(PROBLEM 1) In the court opinion below, on what date did Lieutenant Holloran tell Plaintiff he could no longer work as the B-1 porter?
(PROBLEM 2) Using the court opinion below, explain why Lieutenant Holloran wrote a misbehavior report against Plaintiff.

Now before the Court is Defendants’ motion to dismiss the remaining claims in the SAC
for failure to state a claim pursuant to Fed. R. Civ. P. 12(b)(6). For the following reasons, the
motion is GRANTED, and Plaintiff’s claims are dismissed with prejudice.
BACKGROUND
The Court assumes familiarity with the facts of this case based on the Court’s May 21,
2018 Order on the partial motion for summary judgment. See Smith, 2018 WL 2305566.
In summary, Plaintiff was incarcerated at the Woodbourne Correctional Facility
(“Woodbourne”) in Woodbourne, New York. While at Woodbourne, Plaintiff worked as a porter
in the B-1 Company (“B-1”). Id. at *1. On February 4, 2013, Defendant Lieutenant Holloran
approached Plaintiff and advised him that he would no longer be able to work as the B-1 porter
and that he would be reassigned. Id. The next day, Plaintiff spoke to Corrections Officer
Carpenter, who told Plaintiff that he should continue working as the B-1 porter. Id. On February
7, 2013, Defendant Holloran found out that despite his order, Plaintiff reported to B-1, and he
thereafter wrote a misbehavior report accusing Plaintiff of disobeying his direct order and being
out of place. Id. at *2. Plaintiff was placed in keeplock confinement pending his disciplinary
hearing. Id.

(RECORDED DATA)

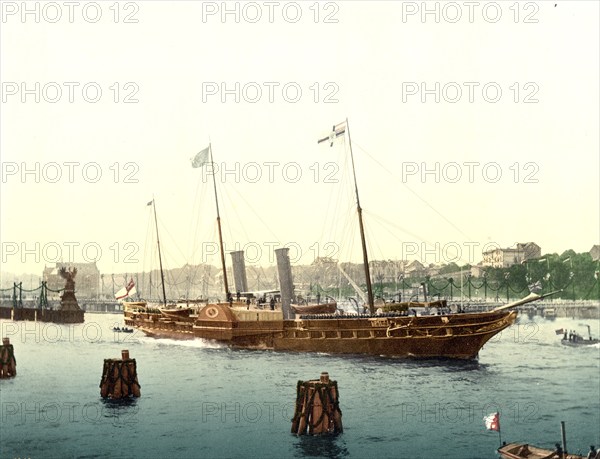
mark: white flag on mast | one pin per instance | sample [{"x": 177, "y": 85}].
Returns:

(ANSWER 1) February 4, 2013.

(ANSWER 2) On February 7, 2013, Holloran learned that Plaintiff had reported to B-1 despite his order that Plaintiff would no longer work as the B-1 porter. He then wrote a misbehavior report accusing Plaintiff of disobeying a direct order and being out of place.